## Instruction
Update the lines from the one containing "Mark the region of every instance of the bird" through the last line, with "silhouette" changed to "outline" and everything else left the same. Give back only those lines.

## Input rows
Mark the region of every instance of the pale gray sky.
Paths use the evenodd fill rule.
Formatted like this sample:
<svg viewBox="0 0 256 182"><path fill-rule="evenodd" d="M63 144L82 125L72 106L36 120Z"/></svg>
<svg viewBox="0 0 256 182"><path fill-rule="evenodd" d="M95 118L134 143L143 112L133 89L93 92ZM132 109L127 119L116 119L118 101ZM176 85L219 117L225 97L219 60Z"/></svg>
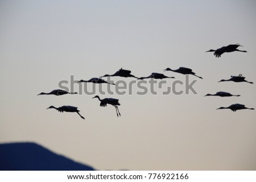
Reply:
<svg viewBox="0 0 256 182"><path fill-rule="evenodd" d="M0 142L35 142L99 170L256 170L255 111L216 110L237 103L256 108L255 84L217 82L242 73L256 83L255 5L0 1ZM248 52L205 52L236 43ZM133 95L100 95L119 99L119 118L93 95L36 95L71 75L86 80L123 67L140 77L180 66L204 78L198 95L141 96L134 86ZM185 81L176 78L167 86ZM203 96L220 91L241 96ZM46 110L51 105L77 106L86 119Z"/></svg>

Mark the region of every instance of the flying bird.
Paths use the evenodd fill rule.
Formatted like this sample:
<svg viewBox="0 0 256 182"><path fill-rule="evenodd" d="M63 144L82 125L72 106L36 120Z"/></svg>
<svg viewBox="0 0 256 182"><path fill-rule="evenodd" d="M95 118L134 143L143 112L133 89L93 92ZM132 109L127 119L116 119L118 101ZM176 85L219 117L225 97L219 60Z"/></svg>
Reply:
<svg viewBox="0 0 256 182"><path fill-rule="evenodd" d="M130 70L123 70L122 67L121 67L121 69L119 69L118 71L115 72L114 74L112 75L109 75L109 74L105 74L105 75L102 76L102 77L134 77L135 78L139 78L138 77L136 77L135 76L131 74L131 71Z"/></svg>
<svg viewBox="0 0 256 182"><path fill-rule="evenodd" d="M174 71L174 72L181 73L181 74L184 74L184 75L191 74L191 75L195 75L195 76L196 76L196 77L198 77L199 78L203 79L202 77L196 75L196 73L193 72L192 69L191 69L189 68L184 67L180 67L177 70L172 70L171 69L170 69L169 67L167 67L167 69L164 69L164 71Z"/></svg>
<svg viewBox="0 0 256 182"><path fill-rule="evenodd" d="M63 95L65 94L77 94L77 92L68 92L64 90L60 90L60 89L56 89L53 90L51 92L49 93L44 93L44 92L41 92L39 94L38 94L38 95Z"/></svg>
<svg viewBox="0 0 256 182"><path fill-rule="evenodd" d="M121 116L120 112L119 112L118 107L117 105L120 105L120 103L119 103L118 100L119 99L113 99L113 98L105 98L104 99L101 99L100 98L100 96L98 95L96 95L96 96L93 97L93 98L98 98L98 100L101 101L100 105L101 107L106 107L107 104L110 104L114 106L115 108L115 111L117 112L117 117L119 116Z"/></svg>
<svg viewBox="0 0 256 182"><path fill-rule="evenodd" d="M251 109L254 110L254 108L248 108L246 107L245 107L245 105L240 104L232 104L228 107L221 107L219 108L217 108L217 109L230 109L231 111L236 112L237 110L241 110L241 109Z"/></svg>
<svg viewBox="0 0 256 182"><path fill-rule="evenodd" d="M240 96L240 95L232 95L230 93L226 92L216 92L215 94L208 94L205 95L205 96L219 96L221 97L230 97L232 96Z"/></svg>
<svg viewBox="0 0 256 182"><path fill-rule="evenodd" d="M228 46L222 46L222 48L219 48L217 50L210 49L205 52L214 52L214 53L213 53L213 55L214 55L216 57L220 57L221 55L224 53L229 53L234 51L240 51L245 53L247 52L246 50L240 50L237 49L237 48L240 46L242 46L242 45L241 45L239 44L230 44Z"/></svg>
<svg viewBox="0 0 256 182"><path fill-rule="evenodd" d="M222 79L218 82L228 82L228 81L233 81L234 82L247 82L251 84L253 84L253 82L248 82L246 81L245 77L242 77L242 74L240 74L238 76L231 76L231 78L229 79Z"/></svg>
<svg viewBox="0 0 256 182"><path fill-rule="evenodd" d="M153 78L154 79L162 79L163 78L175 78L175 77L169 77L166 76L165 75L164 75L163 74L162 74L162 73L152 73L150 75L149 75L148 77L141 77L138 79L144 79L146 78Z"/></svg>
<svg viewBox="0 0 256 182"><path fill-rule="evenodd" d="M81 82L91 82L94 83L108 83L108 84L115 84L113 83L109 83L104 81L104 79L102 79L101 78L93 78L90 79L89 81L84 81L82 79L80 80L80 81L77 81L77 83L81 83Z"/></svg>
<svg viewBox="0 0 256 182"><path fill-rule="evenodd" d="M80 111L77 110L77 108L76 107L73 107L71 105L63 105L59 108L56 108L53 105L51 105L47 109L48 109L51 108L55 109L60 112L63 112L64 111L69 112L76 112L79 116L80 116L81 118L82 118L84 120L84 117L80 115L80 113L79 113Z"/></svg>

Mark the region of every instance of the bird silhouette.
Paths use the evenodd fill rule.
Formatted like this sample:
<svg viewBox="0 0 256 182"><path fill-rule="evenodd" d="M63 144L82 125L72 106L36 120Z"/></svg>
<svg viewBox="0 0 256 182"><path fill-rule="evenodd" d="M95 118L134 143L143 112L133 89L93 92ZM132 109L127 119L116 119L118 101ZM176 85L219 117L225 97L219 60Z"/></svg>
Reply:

## Solution to the exercise
Mark the region of every instance of the bird outline.
Paths use the evenodd fill rule.
Formatted like this sample:
<svg viewBox="0 0 256 182"><path fill-rule="evenodd" d="M63 144L82 125L72 106L36 120Z"/></svg>
<svg viewBox="0 0 256 182"><path fill-rule="evenodd" d="M95 118L134 143L143 112L133 89L93 92ZM132 109L127 119L116 119L118 101ZM176 85L219 117L225 97L219 60Z"/></svg>
Reply:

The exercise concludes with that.